#### [Required work]
The entries below should be output exactly as written.
>> Begin Listed entries
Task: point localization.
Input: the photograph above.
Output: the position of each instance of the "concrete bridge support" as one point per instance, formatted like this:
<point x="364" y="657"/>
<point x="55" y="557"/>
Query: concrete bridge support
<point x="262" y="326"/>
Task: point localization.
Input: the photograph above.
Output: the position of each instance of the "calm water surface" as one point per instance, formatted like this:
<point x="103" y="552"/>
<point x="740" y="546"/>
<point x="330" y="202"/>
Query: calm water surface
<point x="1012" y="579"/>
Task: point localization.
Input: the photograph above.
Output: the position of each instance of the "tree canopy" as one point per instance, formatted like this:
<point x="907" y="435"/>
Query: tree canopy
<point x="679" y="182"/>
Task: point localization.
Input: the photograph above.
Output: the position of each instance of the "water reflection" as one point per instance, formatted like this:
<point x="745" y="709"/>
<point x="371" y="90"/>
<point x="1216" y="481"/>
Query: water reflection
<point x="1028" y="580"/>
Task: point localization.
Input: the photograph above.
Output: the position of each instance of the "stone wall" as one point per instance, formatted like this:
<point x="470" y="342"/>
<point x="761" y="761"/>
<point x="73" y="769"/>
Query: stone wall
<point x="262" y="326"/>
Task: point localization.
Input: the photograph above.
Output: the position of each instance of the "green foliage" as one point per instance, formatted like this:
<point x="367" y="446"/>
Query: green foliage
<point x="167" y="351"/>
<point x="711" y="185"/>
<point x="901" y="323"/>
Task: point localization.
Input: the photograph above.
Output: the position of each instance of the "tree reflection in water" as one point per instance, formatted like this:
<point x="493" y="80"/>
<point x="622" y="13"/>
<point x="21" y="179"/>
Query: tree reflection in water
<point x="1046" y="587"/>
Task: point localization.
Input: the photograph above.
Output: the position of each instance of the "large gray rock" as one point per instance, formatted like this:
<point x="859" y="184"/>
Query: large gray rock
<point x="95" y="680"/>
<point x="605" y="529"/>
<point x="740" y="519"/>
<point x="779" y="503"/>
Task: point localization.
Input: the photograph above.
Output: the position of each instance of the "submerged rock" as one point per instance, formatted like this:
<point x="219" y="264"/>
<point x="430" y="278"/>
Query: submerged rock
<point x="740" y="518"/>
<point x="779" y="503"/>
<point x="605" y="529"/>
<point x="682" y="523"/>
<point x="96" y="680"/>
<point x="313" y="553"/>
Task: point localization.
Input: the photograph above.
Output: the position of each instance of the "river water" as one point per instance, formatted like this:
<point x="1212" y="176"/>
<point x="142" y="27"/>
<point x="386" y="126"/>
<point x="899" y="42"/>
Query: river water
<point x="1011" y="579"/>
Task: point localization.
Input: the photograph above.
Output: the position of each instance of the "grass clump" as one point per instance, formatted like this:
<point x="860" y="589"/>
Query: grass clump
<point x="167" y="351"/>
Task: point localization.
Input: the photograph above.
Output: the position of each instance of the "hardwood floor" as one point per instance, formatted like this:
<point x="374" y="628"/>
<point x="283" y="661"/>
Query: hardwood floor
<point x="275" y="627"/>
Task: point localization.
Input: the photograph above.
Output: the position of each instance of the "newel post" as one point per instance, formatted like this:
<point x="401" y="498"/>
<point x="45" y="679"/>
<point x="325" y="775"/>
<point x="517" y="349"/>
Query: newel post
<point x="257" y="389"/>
>> End Listed entries
#### [Answer below]
Task: point localization.
Input: the photograph above.
Output: the position of each instance of the "concrete bridge support" as one point per instance, formatted like this:
<point x="364" y="657"/>
<point x="55" y="557"/>
Query: concrete bridge support
<point x="262" y="326"/>
Task: point localization.
Input: the photograph above.
Output: the position of each instance of the "calm water surface" as one point per instance, formatted like this:
<point x="103" y="552"/>
<point x="740" y="546"/>
<point x="330" y="202"/>
Query: calm water surface
<point x="1012" y="579"/>
Task: point localization.
Input: the photograph above.
Output: the position of each instance of the "tree canopy" as one point per instance, formatted like this:
<point x="907" y="435"/>
Query: tree canopy
<point x="679" y="182"/>
Task: point localization.
Input: the photograph above.
Output: the position of each instance of the "water reflection" as one point per instance, formatted like this:
<point x="745" y="709"/>
<point x="371" y="90"/>
<point x="1216" y="481"/>
Query: water reflection
<point x="1028" y="580"/>
Task: point localization.
Input: the photograph above.
Output: the position of each instance of the "stone wall" as one point per instance, formatted like this:
<point x="470" y="342"/>
<point x="761" y="761"/>
<point x="73" y="769"/>
Query: stone wall
<point x="262" y="326"/>
Task: point localization.
Input: the photograph above.
Output: the position of each instance of the "green foliage" as one point per instance, formatted like this:
<point x="367" y="446"/>
Query: green foliage
<point x="167" y="351"/>
<point x="711" y="185"/>
<point x="901" y="323"/>
Task: point localization.
Input: the photograph above.
Output: the position of each instance of the "tree reflection in water" as one point per instance, formatted like this:
<point x="493" y="80"/>
<point x="622" y="13"/>
<point x="21" y="179"/>
Query: tree reflection in water
<point x="1046" y="587"/>
Task: point localization.
Input: the photograph above.
Output: the position of each instance of the "large gray rock" as one point per instance, formatted like this:
<point x="859" y="184"/>
Query: large gray rock
<point x="95" y="680"/>
<point x="605" y="529"/>
<point x="740" y="519"/>
<point x="779" y="503"/>
Task: point localization.
Input: the photograph above.
Output: the position of each instance of the "submerged rock" as one point per instance, formatted like this:
<point x="219" y="264"/>
<point x="430" y="278"/>
Query: submerged rock
<point x="740" y="518"/>
<point x="779" y="503"/>
<point x="605" y="529"/>
<point x="682" y="523"/>
<point x="96" y="680"/>
<point x="313" y="553"/>
Task: point localization.
Input: the photograph above.
Output: the position of each instance of the "river water" as one point per instance, formatted like this:
<point x="1212" y="176"/>
<point x="142" y="27"/>
<point x="386" y="126"/>
<point x="899" y="42"/>
Query: river water
<point x="1011" y="579"/>
Task: point localization.
Input: the photograph above.
Output: the position of each instance of the "grass clump" as one point per instance, formatted like this:
<point x="860" y="589"/>
Query: grass clump
<point x="167" y="351"/>
Task: point localization.
Input: the photograph above.
Output: the position of each instance of the "hardwood floor" as one point per instance, formatted like this:
<point x="374" y="628"/>
<point x="283" y="661"/>
Query: hardwood floor
<point x="275" y="627"/>
Task: point localization.
Input: the photograph above.
Output: the position of each instance of the "newel post" as one point per instance, formatted like this:
<point x="401" y="498"/>
<point x="45" y="679"/>
<point x="325" y="775"/>
<point x="517" y="349"/>
Query: newel post
<point x="257" y="389"/>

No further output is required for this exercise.